- Action item -
Copy the data below word for word, starting with its first line and ending with the line that contains "box: [154, 369, 276, 465]", with both of those lines included.
===
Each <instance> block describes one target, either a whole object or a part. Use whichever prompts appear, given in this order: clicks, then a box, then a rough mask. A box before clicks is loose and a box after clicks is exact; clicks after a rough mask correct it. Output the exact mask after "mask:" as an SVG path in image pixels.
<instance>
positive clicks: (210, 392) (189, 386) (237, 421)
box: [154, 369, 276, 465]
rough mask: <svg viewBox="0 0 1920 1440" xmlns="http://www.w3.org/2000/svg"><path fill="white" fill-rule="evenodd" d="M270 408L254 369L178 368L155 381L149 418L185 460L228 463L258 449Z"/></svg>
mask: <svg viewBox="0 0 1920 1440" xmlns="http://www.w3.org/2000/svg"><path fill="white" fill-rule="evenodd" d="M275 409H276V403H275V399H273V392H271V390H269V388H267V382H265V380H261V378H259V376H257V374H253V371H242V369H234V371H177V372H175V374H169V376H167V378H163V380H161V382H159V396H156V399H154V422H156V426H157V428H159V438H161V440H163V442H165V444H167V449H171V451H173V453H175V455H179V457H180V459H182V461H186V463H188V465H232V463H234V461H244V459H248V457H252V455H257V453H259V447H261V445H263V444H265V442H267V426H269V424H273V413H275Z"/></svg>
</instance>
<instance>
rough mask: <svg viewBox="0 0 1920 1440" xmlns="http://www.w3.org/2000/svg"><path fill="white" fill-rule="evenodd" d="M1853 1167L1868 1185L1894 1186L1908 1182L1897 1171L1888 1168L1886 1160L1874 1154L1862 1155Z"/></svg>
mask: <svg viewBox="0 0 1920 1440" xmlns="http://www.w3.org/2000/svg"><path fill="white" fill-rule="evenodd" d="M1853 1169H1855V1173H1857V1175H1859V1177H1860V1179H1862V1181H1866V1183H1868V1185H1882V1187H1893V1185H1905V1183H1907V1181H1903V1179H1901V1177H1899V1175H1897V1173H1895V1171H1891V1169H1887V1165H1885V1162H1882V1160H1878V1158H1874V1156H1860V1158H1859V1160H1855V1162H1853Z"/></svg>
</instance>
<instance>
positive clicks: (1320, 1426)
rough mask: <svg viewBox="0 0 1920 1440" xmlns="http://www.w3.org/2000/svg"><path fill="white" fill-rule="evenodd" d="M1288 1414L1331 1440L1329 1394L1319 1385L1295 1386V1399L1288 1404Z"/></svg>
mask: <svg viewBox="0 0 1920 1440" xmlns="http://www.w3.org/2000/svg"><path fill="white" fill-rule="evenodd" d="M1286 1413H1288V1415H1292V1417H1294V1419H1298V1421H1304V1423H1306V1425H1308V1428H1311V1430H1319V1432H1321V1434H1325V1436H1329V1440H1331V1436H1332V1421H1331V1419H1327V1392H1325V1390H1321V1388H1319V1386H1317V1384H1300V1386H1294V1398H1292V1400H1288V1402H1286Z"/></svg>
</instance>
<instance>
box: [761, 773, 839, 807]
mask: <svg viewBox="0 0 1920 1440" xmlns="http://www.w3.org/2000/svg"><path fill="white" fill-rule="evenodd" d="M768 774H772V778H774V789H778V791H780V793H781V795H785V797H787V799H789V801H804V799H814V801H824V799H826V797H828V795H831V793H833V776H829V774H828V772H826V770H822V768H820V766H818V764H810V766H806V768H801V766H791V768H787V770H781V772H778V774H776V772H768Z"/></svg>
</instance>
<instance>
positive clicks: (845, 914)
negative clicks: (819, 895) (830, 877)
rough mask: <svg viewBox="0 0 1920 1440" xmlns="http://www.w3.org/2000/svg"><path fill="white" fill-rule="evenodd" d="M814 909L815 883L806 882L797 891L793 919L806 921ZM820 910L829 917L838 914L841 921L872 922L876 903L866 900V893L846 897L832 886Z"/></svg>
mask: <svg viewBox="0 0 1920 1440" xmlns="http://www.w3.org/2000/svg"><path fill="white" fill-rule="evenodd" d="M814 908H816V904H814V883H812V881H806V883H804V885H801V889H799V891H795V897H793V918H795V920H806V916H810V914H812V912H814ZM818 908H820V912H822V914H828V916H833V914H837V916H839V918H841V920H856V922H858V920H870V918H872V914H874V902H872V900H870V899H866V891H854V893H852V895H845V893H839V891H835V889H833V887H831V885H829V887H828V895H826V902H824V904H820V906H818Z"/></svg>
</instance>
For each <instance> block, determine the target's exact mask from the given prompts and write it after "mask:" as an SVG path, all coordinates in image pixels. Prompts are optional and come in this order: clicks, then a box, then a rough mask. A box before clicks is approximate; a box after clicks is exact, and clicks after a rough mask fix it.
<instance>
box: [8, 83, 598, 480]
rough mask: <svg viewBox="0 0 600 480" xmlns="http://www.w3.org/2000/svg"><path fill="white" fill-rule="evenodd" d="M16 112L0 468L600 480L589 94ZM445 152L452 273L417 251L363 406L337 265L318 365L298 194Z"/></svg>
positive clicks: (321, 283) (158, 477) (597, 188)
===
- Task solution -
Each <instance> block describes one target, either a whole object or a part. Use whichever prompts appear, given in this order: clicks, then a box, then a rough mask. A box before clicks is loose and a box after clicks is exact; clicks after a rough mask correct it. Output the exact mask after "mask:" as an SVG path in image pixels.
<instance>
positive clicks: (210, 392) (189, 386) (237, 421)
box: [154, 369, 276, 465]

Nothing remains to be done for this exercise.